■ Directions ■
Copy the lines from the line with "Find the white tape" up to and including the line with "<point>468,120</point>", replacing "black metal leg" with "black metal stand" and changing nothing else.

-=-=-

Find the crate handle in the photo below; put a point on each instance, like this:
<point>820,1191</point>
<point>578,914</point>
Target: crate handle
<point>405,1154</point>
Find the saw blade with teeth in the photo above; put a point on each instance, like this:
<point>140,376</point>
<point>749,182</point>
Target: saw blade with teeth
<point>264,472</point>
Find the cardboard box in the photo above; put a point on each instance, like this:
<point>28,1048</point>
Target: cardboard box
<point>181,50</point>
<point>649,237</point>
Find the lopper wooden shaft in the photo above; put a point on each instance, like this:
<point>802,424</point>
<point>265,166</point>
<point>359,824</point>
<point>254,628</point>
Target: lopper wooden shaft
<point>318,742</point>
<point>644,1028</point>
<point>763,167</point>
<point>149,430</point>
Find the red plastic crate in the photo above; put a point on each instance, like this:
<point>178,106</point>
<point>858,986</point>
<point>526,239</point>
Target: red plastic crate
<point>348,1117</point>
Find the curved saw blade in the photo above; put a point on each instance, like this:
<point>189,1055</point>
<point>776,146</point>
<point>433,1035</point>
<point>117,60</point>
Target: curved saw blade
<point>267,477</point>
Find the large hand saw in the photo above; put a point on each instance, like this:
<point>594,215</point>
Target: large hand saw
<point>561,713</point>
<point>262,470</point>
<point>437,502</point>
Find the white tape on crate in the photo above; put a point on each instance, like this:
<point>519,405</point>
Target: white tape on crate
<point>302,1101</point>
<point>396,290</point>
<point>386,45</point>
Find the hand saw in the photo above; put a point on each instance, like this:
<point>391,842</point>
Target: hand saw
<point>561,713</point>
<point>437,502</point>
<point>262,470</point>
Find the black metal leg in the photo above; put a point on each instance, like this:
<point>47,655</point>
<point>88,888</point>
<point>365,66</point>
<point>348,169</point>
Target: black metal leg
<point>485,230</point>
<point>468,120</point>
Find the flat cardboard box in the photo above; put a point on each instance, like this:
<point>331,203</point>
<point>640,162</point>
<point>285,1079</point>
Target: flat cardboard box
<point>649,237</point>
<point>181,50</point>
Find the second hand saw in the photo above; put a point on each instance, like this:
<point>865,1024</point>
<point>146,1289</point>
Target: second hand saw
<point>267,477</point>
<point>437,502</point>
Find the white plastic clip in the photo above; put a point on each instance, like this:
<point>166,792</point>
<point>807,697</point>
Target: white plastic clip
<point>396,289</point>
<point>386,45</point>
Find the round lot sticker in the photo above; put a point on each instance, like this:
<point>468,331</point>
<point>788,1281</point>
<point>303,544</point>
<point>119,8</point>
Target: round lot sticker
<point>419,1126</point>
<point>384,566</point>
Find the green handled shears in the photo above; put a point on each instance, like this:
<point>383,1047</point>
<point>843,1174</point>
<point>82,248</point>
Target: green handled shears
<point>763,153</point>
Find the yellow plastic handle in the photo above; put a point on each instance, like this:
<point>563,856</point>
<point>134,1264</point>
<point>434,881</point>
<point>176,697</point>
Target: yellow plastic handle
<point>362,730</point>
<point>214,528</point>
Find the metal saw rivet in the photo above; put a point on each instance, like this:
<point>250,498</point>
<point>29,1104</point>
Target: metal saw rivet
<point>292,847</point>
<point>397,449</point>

-=-=-

■ Response ■
Find the white tape on crate in the photo above; put a point on each instance, like this:
<point>519,405</point>
Target: white tape on crate
<point>302,1101</point>
<point>396,290</point>
<point>386,45</point>
Find the hand saw in the photo above; put a point on each instance, like this:
<point>391,842</point>
Target: hand saw
<point>561,713</point>
<point>437,502</point>
<point>262,470</point>
Find the black metal stand in the photo above; put a point on each instance, like this:
<point>47,655</point>
<point>88,888</point>
<point>365,66</point>
<point>348,169</point>
Target: black metal stand
<point>485,230</point>
<point>468,120</point>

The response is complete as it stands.